--- BEGIN DATA SECTION ---

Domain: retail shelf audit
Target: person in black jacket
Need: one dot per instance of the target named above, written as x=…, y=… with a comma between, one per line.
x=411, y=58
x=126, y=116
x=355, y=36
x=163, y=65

--- END DATA SECTION ---

Recast each line of the listing above as a Markdown table with two columns, No. and Text, numbering the rows and skipping any blank lines.

| No. | Text |
|---|---|
| 1 | Domain: retail shelf audit |
| 2 | Target: person in black jacket |
| 3 | Need: one dot per instance of the target named above, written as x=…, y=… with a comma between, one per line. |
| 4 | x=411, y=58 |
| 5 | x=126, y=116 |
| 6 | x=355, y=36 |
| 7 | x=163, y=65 |